═══ Given data

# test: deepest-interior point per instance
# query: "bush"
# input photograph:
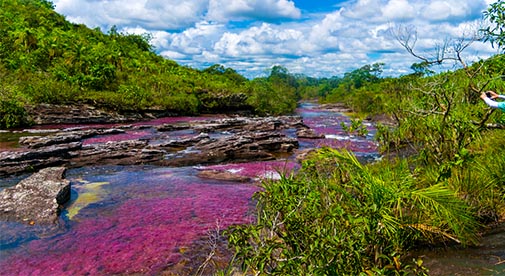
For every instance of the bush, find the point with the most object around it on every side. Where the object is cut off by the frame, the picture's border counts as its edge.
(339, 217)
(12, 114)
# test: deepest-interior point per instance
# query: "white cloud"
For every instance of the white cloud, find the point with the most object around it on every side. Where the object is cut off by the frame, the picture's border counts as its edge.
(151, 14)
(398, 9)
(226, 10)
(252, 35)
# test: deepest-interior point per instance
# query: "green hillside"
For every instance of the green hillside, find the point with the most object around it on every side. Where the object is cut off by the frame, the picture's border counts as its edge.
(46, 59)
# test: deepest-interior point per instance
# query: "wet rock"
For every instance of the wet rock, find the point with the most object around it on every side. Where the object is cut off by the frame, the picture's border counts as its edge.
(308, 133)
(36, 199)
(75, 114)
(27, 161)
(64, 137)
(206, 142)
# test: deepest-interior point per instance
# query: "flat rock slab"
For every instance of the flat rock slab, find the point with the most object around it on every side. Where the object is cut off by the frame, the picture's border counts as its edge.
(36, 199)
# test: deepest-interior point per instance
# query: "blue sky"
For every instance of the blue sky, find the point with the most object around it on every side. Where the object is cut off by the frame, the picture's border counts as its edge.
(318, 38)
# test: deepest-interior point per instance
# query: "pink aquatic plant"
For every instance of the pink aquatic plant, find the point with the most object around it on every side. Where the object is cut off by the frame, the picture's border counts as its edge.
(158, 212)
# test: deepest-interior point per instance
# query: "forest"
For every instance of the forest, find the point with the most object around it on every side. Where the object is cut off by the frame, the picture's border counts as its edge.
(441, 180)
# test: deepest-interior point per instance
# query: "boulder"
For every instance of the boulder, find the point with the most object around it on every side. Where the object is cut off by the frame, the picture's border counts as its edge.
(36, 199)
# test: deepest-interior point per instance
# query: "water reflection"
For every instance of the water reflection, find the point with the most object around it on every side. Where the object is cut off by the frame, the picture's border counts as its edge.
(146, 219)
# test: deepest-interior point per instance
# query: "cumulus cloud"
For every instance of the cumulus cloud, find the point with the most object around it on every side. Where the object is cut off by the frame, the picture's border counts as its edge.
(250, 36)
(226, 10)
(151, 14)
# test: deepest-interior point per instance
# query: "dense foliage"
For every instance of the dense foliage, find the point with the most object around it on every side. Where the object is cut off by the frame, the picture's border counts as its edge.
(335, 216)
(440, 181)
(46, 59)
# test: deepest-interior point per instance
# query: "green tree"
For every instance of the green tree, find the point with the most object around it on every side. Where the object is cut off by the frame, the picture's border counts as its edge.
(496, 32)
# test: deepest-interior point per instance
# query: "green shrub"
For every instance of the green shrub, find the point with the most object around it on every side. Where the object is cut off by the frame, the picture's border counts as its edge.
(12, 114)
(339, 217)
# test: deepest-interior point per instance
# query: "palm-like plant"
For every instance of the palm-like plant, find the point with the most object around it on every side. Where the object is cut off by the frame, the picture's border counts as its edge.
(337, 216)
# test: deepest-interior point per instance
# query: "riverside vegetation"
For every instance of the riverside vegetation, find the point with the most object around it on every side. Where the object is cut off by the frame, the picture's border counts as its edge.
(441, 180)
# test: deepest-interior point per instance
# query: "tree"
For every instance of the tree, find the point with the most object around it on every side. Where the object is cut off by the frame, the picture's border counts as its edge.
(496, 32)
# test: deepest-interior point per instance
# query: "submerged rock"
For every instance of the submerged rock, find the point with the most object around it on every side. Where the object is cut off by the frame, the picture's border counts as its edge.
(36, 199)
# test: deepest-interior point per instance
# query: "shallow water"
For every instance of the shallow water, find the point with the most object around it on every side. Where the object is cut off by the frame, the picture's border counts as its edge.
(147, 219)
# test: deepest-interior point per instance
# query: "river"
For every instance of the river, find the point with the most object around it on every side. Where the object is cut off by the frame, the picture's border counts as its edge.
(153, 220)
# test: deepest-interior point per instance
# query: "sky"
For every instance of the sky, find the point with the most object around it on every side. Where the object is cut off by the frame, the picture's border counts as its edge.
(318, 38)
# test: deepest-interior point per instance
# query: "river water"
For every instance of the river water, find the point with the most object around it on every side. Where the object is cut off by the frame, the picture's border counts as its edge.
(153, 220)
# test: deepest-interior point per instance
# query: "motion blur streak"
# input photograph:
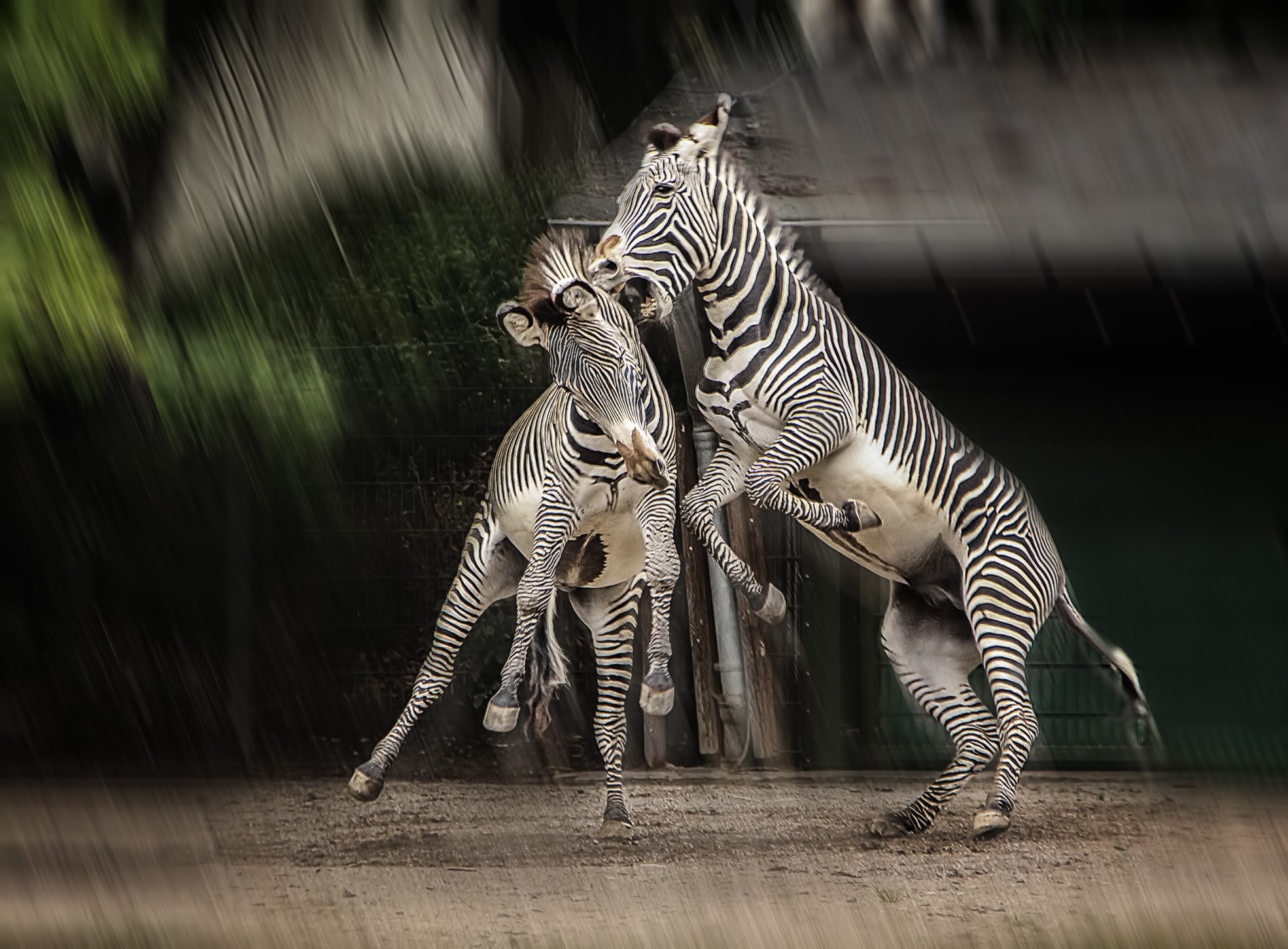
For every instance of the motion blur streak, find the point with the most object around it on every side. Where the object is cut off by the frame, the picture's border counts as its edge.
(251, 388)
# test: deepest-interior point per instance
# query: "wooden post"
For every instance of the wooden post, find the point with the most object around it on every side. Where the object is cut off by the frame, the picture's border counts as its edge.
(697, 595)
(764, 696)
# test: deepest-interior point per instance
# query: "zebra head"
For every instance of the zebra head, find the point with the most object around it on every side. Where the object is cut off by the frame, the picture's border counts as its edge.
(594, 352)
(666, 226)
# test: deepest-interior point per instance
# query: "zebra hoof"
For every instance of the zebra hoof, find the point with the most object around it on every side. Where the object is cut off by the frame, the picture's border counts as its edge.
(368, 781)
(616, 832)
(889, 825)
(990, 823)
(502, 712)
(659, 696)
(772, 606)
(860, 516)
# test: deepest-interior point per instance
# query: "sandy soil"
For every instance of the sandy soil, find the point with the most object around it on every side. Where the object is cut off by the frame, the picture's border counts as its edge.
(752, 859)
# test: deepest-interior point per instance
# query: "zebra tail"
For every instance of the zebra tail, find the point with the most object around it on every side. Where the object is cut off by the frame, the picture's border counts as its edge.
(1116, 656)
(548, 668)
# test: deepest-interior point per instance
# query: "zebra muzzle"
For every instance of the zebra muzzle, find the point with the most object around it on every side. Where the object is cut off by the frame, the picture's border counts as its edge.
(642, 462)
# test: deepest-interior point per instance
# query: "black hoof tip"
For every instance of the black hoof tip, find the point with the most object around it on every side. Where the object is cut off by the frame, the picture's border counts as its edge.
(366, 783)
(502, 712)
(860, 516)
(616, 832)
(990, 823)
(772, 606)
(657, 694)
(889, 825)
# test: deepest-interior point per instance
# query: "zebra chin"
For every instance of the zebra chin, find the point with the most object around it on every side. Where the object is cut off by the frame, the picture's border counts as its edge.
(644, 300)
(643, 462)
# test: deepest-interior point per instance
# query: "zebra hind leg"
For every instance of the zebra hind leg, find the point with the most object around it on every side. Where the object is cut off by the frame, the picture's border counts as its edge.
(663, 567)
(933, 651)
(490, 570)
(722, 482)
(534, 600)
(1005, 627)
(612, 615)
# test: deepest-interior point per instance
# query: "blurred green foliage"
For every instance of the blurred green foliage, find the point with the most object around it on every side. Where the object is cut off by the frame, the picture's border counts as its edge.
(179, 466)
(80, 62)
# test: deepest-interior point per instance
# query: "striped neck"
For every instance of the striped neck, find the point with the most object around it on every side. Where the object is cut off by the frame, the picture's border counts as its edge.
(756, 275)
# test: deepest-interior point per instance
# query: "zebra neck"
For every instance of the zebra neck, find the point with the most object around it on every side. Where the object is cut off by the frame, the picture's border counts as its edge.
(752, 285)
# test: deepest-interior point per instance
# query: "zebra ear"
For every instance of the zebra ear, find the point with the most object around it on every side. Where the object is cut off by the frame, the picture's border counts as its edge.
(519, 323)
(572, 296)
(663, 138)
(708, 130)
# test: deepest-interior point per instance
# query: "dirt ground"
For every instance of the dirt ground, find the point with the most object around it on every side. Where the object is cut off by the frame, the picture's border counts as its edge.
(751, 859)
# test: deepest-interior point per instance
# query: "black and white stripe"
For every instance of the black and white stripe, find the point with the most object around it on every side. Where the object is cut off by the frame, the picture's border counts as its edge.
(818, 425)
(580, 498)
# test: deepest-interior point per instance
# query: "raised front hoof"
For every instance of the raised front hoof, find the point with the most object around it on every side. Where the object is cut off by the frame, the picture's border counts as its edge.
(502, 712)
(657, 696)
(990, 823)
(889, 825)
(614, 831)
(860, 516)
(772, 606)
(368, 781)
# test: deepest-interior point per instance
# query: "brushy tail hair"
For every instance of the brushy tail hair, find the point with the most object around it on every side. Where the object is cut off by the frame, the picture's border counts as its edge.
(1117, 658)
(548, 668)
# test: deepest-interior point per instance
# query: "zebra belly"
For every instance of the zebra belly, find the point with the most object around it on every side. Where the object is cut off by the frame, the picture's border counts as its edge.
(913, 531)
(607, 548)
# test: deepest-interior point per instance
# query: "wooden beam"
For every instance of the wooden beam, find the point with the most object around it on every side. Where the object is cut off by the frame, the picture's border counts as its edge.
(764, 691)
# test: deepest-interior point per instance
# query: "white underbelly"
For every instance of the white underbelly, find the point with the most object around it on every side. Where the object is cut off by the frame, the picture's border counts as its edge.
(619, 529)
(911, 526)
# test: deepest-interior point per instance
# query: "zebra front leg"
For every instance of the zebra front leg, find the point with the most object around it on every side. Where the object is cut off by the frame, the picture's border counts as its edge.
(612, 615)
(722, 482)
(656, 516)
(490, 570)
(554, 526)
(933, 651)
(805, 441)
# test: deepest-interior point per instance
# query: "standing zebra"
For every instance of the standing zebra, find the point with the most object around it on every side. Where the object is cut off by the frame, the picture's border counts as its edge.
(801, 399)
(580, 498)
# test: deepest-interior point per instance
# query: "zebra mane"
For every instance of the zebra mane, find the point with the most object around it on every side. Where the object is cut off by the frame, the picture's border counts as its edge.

══════

How many lines of the records above contain the word "blurred"? Reply with the number alone.

# Response to this task
2